HOUSTON (Reuters) - The last of the seven Project Mercury astronauts who pioneered U.S. space exploration in the 1960s remembered one of their own as a fearless pilot with the "right stuff" in an emotional memorial ceremony on Friday for Gordon Cooper.

Cooper died on Oct. 4 at the age of 77 in his Ventura, California, home, leaving only John Glenn, Wally Schirra and Scott Carpenter from the seven young men selected in 1959 to lead the Cold War space race against the Soviet Union.

"In flying terms, most of these people up on this platform have a lot more runway behind them than ahead of them," Glenn, 83, said at Johnson Space Center.

"Gordo has scrambled, he's out there ahead of us with Gus and Al and Deke, and I'm sure we'll all rendezvous out there someday," he said, referring to late Mercury astronauts Gus Grissom, Alan Shephard and Deke Slayton.

Glenn, the former U.S. senator from Ohio, remembered several humorous incidents involving Cooper as well as his bravery in space on the two missions he flew -- the 22-orbit Faith 7 flight that concluded the Mercury program in 1963 and the eight-day Gemini 5 flight in 1965.

On the Faith 7 flight, he manually took over controls after a technical malfunction and coolly fired landing rockets at just the right instant to steer his space capsule home, Glenn said.

"He was asked a little later how it worked out and Gordo, in his best technical language, in NASA (news - web sites) unapproved communication procedure, replied 'landed right on the old kazoo."' Glenn said, drawing a laugh from a crowd that included a number of major figures from NASA's earliest days.

"You could always depend on Gordo," he said.

Carpenter, 79, recalled that the Cold War hopes of the United States were seen as riding on the shoulders of the Mercury 7.

"This was at a time when world opinion had it that pre-eminence in space was a condition of national survival," he said.

Cooper, he said, was a key figure in giving the group a sense of solidarity: "It is proper now to say farewell, Gordon Cooper. It was an honor being a member of your fraternity."

"We regret losing Gordon, he was one of our dear friends," said Schirra, 81. "Not too bad of a water skier, not too bad of a pilot, but a heck of a good astronaut."

Astronauts Mike Fincke and Gennady Padalka aboard the International Space Station paid tribute to Cooper by ringing the ship's bell three times.

#### WORK INSTRUCTIONS
1 - According to the Gordon Cooper memorial article, how did the astronauts aboard the International Space Station pay tribute to Cooper?
2 - Please mark each statement yes or no according to the Gordon Cooper memorial article, quoting the words that decide it: (a) Cooper flew an eight-day Gemini mission in 1965. (b) Schirra was 79 at the time of the ceremony. (c) The seven Mercury astronauts were selected in 1959.
Answer using only the article above.

[Records from a data source]
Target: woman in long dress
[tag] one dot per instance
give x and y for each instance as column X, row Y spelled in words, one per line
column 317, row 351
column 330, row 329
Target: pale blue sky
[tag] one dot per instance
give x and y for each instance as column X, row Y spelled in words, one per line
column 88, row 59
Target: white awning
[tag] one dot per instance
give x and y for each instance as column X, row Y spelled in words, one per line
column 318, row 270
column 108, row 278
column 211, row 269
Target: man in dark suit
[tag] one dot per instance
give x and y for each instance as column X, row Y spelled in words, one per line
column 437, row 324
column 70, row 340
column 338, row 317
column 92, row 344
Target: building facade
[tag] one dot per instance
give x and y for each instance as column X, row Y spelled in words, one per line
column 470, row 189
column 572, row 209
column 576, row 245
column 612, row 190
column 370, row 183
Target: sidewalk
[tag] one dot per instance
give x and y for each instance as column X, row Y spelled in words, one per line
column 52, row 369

#### RESPONSES IN ORDER
1 - They rang the ship's bell three times.

2 -
(a) Yes: "the eight-day Gemini 5 flight in 1965"
(b) No: "said Schirra, 81."
(c) Yes: "the seven young men selected in 1959"